DATA EXTRACT -
■ ■ ■ ■ ■

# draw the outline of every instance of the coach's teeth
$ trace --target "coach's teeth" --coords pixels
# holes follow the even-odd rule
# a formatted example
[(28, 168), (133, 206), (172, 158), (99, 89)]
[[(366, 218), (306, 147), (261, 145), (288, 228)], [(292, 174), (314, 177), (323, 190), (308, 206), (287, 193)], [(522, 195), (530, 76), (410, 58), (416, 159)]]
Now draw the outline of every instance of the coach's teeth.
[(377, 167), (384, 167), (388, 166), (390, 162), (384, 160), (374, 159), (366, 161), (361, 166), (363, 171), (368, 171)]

■ ■ ■ ■ ■

EXERCISE REQUIREMENTS - Print the material from its first line through the line containing "Now draw the", both included, with no changes.

EXERCISE OUTPUT -
# draw the outline of every instance of the coach's teeth
$ trace --target "coach's teeth" --coords pixels
# holes follow the even-odd rule
# a formatted example
[(28, 168), (133, 206), (172, 158), (99, 89)]
[[(366, 218), (306, 147), (261, 145), (288, 228)], [(292, 174), (314, 177), (323, 190), (308, 206), (287, 193)], [(522, 195), (530, 76), (410, 58), (416, 159)]]
Now draw the outline of every instance of the coach's teeth.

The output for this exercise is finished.